(INFORMATION SUPPLIED)
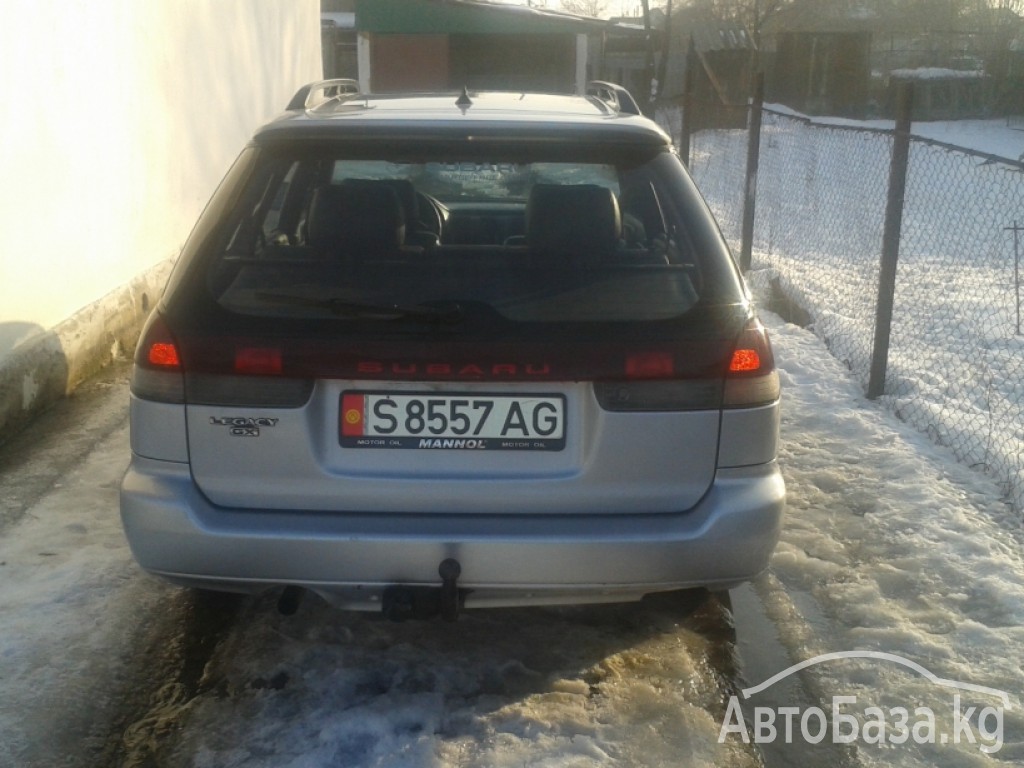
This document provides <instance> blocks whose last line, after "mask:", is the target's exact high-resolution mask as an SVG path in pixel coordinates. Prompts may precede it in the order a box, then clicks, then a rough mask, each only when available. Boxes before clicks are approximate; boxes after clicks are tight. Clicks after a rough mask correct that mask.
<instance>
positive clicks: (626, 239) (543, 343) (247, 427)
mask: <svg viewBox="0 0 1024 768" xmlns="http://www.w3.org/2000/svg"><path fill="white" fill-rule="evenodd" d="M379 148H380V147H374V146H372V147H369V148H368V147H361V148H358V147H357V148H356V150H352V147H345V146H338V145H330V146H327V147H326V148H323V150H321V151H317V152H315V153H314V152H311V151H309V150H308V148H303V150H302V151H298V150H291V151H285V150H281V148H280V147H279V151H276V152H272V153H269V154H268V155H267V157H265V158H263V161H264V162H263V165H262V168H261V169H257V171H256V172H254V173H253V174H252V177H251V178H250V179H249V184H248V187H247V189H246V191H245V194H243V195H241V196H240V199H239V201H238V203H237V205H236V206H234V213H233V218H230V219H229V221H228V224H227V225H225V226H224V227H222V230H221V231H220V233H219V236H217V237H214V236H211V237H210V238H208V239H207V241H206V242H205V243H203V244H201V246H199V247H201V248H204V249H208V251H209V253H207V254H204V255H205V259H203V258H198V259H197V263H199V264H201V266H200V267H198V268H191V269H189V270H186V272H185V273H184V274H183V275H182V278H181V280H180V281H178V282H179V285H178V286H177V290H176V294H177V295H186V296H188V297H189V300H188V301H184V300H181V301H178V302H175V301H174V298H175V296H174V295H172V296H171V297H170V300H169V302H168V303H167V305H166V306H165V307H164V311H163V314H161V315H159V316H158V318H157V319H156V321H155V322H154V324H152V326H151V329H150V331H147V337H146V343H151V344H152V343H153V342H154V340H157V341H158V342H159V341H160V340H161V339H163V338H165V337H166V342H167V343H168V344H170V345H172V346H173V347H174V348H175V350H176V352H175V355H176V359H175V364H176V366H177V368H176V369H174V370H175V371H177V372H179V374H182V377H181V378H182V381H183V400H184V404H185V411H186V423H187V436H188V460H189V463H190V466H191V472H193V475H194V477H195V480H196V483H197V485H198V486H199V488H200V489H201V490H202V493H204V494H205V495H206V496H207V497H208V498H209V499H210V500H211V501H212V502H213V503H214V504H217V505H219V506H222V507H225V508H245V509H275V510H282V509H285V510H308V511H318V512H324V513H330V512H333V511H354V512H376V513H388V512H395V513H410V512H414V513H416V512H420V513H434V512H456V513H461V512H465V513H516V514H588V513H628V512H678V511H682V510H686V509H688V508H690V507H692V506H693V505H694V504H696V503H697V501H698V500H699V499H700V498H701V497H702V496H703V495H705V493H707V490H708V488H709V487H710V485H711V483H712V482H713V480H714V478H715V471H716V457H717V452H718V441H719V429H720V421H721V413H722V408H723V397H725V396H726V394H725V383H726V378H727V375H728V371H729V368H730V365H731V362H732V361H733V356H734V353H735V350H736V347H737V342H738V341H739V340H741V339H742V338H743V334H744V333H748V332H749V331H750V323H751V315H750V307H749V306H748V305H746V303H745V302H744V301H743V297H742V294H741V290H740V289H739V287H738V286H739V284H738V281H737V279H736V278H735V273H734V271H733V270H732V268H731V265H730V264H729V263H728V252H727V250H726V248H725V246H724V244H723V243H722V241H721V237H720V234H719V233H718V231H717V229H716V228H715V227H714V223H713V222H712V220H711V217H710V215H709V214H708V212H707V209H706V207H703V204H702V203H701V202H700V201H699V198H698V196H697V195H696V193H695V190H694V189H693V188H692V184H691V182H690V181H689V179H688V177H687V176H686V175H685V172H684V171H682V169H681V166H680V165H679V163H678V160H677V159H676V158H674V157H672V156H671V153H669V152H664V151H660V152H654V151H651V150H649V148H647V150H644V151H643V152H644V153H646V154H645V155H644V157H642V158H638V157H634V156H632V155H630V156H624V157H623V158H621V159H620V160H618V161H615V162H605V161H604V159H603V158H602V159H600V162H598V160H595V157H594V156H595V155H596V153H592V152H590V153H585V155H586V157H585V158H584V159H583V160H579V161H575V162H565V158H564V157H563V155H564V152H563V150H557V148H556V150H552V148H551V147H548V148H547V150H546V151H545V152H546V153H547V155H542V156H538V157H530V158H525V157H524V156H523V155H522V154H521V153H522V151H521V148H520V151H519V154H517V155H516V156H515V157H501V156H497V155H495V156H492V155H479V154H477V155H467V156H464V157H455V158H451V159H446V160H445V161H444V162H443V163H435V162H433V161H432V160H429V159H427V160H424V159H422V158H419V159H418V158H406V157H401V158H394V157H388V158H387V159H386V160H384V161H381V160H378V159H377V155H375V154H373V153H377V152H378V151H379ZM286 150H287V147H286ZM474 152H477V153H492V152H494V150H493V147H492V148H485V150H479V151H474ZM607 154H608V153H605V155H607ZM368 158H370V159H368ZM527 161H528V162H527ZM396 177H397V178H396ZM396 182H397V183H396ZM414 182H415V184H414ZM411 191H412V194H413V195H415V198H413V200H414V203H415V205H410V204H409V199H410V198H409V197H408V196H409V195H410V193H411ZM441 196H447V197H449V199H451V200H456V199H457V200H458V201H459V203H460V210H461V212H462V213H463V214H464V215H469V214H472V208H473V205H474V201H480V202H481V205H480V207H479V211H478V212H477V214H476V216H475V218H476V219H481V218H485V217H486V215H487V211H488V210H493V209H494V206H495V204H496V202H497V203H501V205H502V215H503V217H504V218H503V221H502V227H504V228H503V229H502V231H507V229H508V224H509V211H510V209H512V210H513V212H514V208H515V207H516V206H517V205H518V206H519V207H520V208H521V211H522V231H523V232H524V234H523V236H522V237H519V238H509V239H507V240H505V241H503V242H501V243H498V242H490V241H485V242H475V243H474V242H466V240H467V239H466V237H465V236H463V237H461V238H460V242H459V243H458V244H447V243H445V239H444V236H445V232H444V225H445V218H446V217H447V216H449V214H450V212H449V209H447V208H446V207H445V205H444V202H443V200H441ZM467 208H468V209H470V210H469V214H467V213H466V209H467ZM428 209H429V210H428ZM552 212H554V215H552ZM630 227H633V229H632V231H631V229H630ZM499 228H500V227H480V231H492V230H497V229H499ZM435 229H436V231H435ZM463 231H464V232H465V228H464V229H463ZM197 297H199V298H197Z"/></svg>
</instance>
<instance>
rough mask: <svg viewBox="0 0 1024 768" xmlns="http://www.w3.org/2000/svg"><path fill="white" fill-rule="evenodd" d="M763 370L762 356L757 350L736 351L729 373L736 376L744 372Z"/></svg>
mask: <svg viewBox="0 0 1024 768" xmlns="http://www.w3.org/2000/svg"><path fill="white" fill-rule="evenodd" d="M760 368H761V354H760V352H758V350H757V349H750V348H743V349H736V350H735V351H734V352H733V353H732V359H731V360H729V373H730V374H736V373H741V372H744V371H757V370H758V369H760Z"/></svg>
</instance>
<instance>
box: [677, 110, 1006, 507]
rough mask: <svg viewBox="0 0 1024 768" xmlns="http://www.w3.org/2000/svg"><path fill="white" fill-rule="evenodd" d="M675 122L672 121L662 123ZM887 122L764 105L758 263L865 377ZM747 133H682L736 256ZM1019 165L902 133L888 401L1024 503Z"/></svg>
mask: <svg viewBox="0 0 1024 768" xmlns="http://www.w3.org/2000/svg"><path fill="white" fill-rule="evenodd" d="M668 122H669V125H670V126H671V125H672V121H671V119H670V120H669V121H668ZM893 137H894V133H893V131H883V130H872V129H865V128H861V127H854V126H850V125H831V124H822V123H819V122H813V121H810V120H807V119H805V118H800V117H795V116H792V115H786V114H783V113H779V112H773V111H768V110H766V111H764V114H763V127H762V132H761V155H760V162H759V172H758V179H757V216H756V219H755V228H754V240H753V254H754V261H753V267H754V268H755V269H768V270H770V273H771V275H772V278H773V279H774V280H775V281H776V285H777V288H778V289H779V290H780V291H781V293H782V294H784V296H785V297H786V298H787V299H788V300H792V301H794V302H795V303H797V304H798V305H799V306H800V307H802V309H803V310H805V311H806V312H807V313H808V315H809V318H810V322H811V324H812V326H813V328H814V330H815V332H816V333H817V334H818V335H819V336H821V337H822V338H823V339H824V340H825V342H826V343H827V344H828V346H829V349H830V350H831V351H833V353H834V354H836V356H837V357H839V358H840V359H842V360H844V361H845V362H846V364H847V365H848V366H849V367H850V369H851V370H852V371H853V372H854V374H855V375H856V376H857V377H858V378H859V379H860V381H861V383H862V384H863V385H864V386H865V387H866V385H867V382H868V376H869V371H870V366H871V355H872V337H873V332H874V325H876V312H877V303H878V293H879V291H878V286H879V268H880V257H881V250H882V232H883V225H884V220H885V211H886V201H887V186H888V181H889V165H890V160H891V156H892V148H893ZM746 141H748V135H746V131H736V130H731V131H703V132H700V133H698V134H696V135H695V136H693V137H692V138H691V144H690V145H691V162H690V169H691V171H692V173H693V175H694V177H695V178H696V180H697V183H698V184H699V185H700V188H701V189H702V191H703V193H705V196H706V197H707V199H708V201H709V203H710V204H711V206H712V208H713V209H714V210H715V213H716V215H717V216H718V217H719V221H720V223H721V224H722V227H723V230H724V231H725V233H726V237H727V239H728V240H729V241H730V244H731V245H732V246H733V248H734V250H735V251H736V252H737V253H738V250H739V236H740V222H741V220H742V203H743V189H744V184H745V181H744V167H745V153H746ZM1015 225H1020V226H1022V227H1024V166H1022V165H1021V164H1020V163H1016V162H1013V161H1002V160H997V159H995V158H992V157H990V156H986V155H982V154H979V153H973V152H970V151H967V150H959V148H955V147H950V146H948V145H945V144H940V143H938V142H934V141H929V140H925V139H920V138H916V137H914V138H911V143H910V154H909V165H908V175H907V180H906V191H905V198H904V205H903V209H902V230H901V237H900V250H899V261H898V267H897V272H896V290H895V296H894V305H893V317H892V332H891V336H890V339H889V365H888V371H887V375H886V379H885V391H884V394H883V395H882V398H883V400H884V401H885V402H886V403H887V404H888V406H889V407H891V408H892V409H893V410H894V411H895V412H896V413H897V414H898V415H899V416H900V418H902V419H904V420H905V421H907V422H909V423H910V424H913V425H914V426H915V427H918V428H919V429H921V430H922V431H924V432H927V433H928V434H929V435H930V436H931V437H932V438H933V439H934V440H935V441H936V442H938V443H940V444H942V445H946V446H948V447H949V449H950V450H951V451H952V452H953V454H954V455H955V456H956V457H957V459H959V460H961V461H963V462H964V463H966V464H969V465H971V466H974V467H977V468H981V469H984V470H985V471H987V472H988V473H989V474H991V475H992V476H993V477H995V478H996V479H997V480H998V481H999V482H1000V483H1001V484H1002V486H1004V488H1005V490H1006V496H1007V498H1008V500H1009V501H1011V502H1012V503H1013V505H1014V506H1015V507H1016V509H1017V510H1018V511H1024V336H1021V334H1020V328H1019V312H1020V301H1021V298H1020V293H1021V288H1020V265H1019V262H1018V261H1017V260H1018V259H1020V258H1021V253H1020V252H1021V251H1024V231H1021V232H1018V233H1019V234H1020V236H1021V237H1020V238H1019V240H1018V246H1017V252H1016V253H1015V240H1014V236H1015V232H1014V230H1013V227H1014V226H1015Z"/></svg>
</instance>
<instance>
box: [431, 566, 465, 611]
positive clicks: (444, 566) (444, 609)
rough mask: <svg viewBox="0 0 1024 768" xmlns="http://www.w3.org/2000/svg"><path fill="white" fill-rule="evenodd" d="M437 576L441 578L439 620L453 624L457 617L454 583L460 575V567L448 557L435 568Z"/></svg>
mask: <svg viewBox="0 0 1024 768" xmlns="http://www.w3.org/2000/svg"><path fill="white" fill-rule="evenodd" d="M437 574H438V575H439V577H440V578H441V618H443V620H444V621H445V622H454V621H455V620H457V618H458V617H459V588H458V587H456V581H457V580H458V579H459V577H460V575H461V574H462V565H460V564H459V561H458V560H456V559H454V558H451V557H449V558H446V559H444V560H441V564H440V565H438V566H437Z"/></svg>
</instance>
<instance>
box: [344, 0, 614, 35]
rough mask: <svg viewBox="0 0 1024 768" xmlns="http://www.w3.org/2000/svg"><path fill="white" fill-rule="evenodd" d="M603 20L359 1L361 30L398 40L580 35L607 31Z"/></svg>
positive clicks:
(End INFORMATION SUPPLIED)
== YOUR ASSIGNMENT ==
Copy out every line in the rows above that contains the string "positive", matching case exactly.

== SOLUTION FOR THIS PROBLEM ==
positive clicks: (626, 239) (543, 343) (247, 427)
positive clicks: (444, 566) (444, 609)
positive clicks:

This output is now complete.